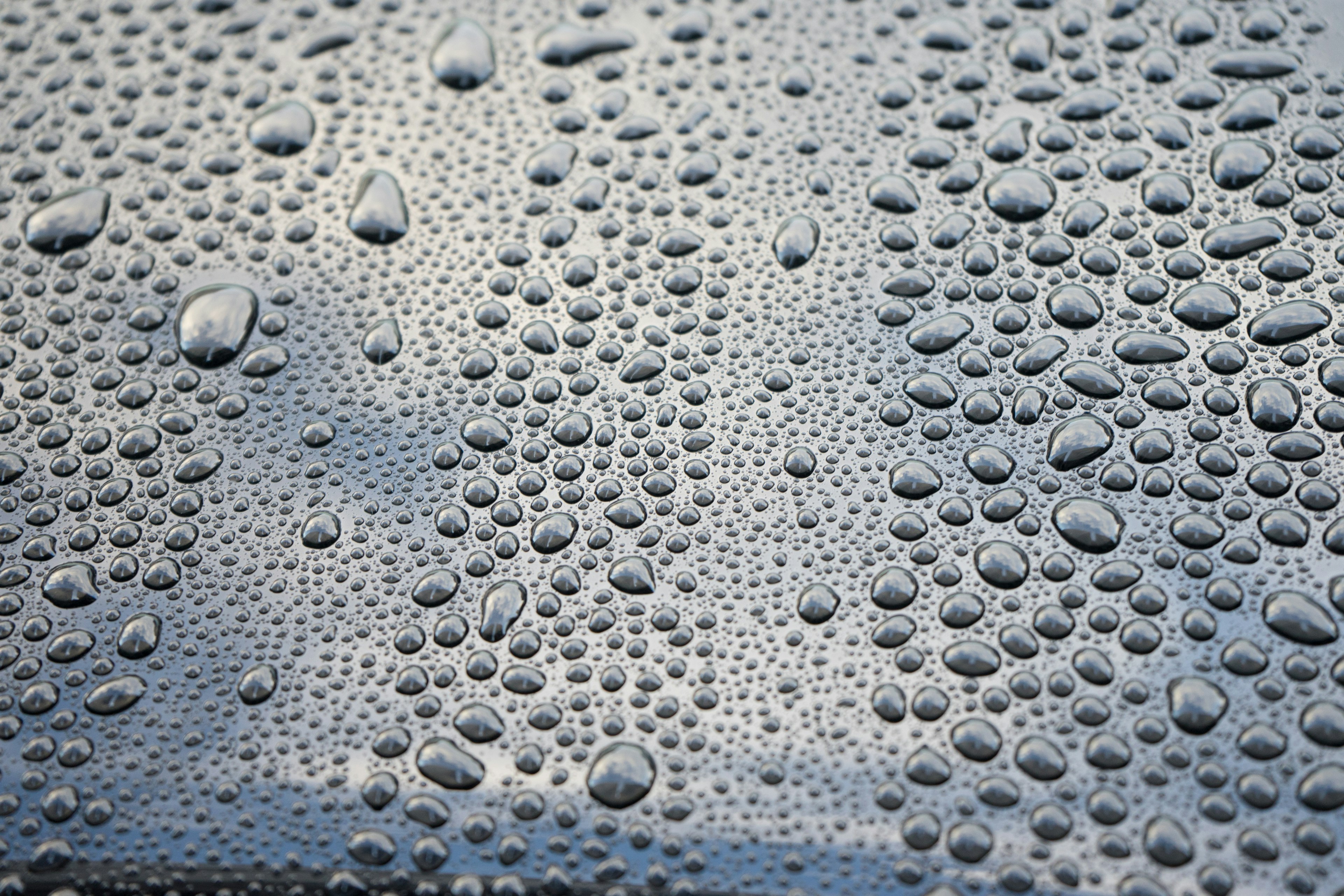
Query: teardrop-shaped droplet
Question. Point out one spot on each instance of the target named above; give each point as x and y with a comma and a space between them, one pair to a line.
464, 57
796, 241
379, 213
68, 221
214, 324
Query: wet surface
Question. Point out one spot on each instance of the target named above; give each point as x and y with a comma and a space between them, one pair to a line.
705, 448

WRITTEN REQUEST: Give these lines again with "target" replaced by "object" everywhere, changing nothing else and leaving out the pictures.

RESPONSE TO THE EXERCISE:
Query: teardrop-shaped droplet
Question. Point out one spot on each instance of the object named above; give each point as x and y with a comma and a space between them, one pair to a line.
464, 57
796, 241
379, 213
68, 221
214, 324
Query: wet surface
Question. Point out one spot on each instance of the object named above; give each point as x and y with a comma and a space between them, one pair to a line.
705, 448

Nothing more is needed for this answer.